- **WHAT TO PRODUCE**: Copy the lines word for word, starting with the line that contains "Identify the zipper" and continuing through the end of the lines.

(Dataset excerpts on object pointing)
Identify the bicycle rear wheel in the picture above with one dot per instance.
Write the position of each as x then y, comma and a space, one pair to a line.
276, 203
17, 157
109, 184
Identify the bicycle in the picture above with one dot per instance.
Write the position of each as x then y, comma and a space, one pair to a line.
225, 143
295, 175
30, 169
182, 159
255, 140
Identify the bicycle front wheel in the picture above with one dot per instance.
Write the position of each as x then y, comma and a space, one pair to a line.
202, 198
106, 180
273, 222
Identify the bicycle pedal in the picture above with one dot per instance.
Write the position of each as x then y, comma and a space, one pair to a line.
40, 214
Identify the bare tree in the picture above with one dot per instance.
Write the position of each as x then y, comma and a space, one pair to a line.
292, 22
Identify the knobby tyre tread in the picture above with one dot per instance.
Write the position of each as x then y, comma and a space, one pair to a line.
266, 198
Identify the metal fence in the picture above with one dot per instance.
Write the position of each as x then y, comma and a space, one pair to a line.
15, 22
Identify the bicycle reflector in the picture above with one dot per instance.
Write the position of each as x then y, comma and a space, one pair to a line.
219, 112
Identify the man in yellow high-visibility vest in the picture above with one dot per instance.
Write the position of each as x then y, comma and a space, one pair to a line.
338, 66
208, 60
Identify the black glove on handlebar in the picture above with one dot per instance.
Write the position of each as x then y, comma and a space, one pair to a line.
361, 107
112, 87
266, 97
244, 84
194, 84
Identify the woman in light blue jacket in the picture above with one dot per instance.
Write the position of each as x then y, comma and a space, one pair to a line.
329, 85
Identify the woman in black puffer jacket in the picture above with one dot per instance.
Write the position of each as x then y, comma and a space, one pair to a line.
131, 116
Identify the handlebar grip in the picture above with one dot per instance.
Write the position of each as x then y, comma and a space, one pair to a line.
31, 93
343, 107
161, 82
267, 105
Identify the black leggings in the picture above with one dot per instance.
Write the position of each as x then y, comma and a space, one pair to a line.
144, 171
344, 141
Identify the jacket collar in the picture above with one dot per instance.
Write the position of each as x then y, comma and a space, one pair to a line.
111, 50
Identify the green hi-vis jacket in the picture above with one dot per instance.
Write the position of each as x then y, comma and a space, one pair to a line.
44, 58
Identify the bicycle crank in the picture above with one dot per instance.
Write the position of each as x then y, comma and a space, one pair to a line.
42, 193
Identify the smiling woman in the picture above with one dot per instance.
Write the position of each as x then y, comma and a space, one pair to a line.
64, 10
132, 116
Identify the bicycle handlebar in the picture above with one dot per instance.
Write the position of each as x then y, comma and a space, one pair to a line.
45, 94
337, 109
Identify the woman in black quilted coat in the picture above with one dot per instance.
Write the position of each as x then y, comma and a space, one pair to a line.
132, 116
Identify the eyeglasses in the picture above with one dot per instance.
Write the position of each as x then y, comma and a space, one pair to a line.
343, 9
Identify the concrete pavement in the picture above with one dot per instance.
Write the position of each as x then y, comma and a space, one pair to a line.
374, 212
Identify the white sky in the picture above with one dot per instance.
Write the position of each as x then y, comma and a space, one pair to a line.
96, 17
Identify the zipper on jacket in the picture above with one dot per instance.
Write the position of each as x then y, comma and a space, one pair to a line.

- **WRITTEN RESPONSE**:
Identify the zipper on jacket in the picture above with one dot per instance.
Write the position of each as x then y, comma and a space, one pair to a line.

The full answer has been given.